* **Requirements**
Quote word for word the stretch of material that opens with the line containing "Check that each instance of the diagonal" and closes with the line containing "Check that each instance of the yellowhammer", including both of those lines.

* **Supplied data**
⁂

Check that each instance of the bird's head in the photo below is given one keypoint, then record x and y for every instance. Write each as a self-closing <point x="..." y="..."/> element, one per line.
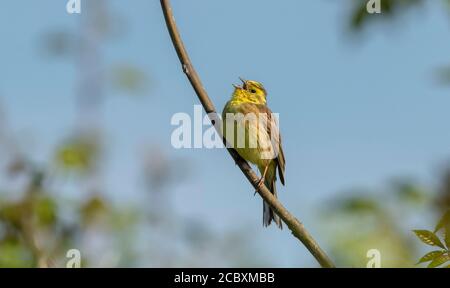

⁂

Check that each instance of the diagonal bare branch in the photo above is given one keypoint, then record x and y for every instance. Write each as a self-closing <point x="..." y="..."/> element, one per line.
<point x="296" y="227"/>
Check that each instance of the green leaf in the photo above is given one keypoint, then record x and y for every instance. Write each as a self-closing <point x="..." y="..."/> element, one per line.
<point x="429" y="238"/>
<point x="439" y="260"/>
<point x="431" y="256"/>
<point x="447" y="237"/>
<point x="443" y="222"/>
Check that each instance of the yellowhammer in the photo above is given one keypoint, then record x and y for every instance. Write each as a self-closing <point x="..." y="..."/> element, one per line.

⁂

* **The response**
Check that each instance of the diagonal bare branch in the photo above is given one keypoint, then record x and y for every instance. Write each as a self-closing <point x="..." y="..."/> element, one per line.
<point x="296" y="227"/>
Check that each instance of the green leaf in the photo above is given one keypoint, then record x and y for every instance. Write each as a self-closing <point x="..." y="..."/> element, one per line.
<point x="429" y="238"/>
<point x="439" y="260"/>
<point x="431" y="256"/>
<point x="447" y="237"/>
<point x="443" y="222"/>
Check that each instance of the yellowhammer in the photo above is given one keypoint, then record x and y for every instance. Write each as a self-closing <point x="..." y="..."/> element, one per line.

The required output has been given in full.